[Data items]

START

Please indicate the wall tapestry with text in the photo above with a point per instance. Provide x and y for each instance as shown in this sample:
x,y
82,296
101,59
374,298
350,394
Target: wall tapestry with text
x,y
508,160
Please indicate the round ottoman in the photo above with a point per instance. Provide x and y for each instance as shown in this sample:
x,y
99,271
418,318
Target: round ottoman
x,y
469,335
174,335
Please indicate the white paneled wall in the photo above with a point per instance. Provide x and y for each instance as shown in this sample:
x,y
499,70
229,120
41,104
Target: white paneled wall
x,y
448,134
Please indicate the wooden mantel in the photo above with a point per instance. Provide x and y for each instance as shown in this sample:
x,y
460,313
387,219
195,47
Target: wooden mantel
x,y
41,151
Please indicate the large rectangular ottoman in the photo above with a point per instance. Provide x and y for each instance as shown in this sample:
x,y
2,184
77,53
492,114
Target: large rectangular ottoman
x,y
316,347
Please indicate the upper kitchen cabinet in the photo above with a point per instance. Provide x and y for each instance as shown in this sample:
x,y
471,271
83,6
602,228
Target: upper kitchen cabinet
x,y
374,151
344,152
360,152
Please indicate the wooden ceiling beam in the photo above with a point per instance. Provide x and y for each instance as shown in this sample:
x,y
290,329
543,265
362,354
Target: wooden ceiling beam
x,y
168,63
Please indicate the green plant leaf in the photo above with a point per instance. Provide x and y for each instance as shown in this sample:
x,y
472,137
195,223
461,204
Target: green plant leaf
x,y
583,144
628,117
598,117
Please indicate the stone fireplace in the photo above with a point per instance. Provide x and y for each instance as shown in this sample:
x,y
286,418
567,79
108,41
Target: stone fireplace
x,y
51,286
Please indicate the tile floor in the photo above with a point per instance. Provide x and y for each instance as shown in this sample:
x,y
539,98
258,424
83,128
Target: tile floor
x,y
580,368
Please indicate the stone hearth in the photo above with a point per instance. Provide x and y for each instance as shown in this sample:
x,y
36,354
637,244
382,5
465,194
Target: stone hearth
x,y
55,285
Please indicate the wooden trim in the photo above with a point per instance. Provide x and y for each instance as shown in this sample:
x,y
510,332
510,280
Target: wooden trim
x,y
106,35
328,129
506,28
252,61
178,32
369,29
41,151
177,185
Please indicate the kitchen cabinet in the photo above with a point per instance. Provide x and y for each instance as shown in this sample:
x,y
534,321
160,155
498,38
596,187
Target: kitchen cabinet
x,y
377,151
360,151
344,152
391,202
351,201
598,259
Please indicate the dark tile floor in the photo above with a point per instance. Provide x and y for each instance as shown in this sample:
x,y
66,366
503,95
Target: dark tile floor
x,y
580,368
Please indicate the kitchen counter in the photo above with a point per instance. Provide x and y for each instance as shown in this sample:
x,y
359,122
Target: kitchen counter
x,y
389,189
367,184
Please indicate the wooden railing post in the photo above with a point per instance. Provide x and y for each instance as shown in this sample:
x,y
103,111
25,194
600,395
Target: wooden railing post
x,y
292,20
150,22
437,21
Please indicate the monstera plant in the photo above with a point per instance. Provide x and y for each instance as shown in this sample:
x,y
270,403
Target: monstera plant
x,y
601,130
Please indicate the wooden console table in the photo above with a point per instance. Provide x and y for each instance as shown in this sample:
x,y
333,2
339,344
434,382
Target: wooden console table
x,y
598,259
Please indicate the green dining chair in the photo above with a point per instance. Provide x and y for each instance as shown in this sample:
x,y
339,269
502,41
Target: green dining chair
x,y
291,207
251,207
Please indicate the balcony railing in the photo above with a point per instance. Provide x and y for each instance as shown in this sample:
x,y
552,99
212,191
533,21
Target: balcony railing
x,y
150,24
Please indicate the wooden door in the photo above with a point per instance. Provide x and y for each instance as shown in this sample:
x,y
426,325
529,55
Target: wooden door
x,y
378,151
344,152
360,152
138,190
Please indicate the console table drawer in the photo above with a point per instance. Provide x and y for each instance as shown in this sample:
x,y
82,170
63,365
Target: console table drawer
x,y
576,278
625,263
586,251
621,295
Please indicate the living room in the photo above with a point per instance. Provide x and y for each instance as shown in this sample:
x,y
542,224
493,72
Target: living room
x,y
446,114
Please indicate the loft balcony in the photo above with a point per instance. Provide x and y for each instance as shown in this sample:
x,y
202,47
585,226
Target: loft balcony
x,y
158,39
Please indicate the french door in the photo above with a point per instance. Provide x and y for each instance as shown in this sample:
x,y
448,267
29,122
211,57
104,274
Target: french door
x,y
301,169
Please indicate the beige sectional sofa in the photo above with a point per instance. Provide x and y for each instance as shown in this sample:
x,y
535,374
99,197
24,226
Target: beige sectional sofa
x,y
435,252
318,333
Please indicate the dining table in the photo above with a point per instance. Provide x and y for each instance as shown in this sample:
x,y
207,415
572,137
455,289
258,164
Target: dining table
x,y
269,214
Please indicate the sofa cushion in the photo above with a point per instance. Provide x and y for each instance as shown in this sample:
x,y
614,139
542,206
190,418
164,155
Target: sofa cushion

END

**Stated exercise**. Retype the whole listing above line by line, without changing a single character.

**Exercise response**.
Please indicate the wall tapestry with text in the photo above with a point per instance. Provide x and y for each instance as shown in this sample:
x,y
82,296
101,59
374,298
350,394
Target: wall tapestry with text
x,y
508,160
Please indicate the round ottoman in the photo above with a point per instance. Provide x and y for each instance as shown in this sample:
x,y
99,271
418,318
Target: round ottoman
x,y
469,335
174,335
Please indicate the white paneled wall in the photo above with a point per instance. Provide x and y for each instance as shown in this sample:
x,y
499,70
229,120
41,104
Target: white paneled wall
x,y
448,134
Please indicate the wooden mantel in the photo above with a point per instance. Provide x and y for each instance as shown in this sample:
x,y
460,313
387,219
195,47
Target: wooden mantel
x,y
41,151
Please indicate the large rectangular ottoman in the photo above with a point per instance. Provide x and y for each instance as shown in this sample:
x,y
2,184
77,53
492,114
Target: large rectangular ottoman
x,y
316,347
Please indicate the upper kitchen cabinet in the photo above with a point per instance. Provide x and y for each instance as shown in this sample:
x,y
471,271
83,6
602,228
Target: upper kitchen cabinet
x,y
374,151
344,152
360,152
Please indicate the wooden ceiling beam in the photo above with a point per instance. Provide x and y for each instance as shown in this sample:
x,y
290,329
543,265
362,354
Target: wooden ceiling beam
x,y
168,63
Please indicate the green plant leaf in the photo above with a point per instance. Provide x and y for each instance as shown in this sample:
x,y
472,137
195,223
461,204
Target: green plant leaf
x,y
583,144
628,117
598,117
Please indicate the stone fireplace in the photo above with a point per instance. Provide x and y for each instance as shown in this sample:
x,y
286,418
567,79
108,41
Target: stone fireplace
x,y
51,286
Please indicate the tile floor in the photo above with a point per instance. Provide x and y for each instance as shown in this sample:
x,y
539,98
258,424
83,128
Target: tile floor
x,y
580,368
Please indicate the stone hearth in the photo above with a point per instance. Provide x and y for each instance as shown in this sample:
x,y
36,354
637,244
382,5
465,194
Target: stone hearth
x,y
55,285
Please indicate the wooden trim in the photo above with a point per instance. Provide x and y for each instance as shown in this sample:
x,y
510,332
510,280
Target: wooden trim
x,y
106,35
328,129
506,28
252,61
178,32
369,29
41,151
177,185
Please indicate the kitchen cabinet in the photo above with a point per instance. Provide x and y for each instance as shown in this sample:
x,y
534,321
160,155
498,38
596,187
Target: kitchen cabinet
x,y
377,151
360,151
344,152
391,202
351,201
598,259
Please indicate the dark tile floor in the photo above with a point per instance. Provide x and y for each instance as shown in this sample:
x,y
66,366
503,95
Target: dark tile floor
x,y
580,368
Please indicate the kitchen counter in the photo above with a point per instance. Provide x and y for each instance as shown in this sample:
x,y
359,122
Target: kitchen counter
x,y
389,189
367,184
Please indicate the wooden railing post in the photo above with a point per instance. Provide x and y for each instance as shown in this sample:
x,y
103,111
25,194
600,395
Target: wooden railing post
x,y
292,20
150,22
437,21
Please indicate the monstera plant in the photo above with a point per instance. Provide x and y for each instance as shown in this sample:
x,y
270,403
Target: monstera plant
x,y
601,130
Please indicate the wooden console table in the photo above with a point per instance. Provide x and y for each instance as shown in this sample:
x,y
333,2
339,344
434,382
Target: wooden console table
x,y
598,259
Please indicate the green dining chair in the photo above with a point per instance. Provide x and y for each instance as shown in this sample:
x,y
339,269
502,41
Target: green dining chair
x,y
291,207
251,207
Please indicate the balcony railing in the photo above with a point per instance. Provide x and y for each instance as shown in this sample:
x,y
552,99
212,191
533,21
Target: balcony railing
x,y
150,24
Please indicate the wooden door in the photo above with a point per instance. Provide x and y for each instance as shown in this sample:
x,y
426,325
529,55
Target: wooden door
x,y
378,151
344,152
360,152
138,190
Please indicate the console table drawer in the photo above with a point per instance. Provide x and y for each instance as shown in this sample:
x,y
82,170
63,365
Target: console table drawer
x,y
576,278
625,263
586,251
621,295
Please indicate the living room in the photo above with a point per instance. Provide x and y for each instance as shown in this sample:
x,y
542,224
493,72
Target: living room
x,y
446,114
Please indicate the loft balcony in the photo above with a point per instance. Provide x and y for each instance as shown in this sample:
x,y
202,47
585,226
Target: loft balcony
x,y
158,39
Please indicate the french door in the photo above with a point per instance. Provide x and y for each instance as shown in this sample:
x,y
448,267
29,122
211,57
104,274
Target: french door
x,y
301,169
Please indicate the beige sectional sofa in the photo above with a point per instance. Provide x and y for each instance as shown in this sample:
x,y
535,374
99,197
24,226
Target: beige sectional sofa
x,y
435,252
318,333
Please indicate the dining table in the photo above with a point per instance. Provide x and y for each instance as shown in this sample:
x,y
207,415
572,137
455,289
258,164
Target: dining table
x,y
269,214
Please indicate the sofa cushion in the photo above with a point per instance. Provide x and y for each instance as shown in this sample:
x,y
614,139
542,206
190,418
164,155
Target: sofa cushion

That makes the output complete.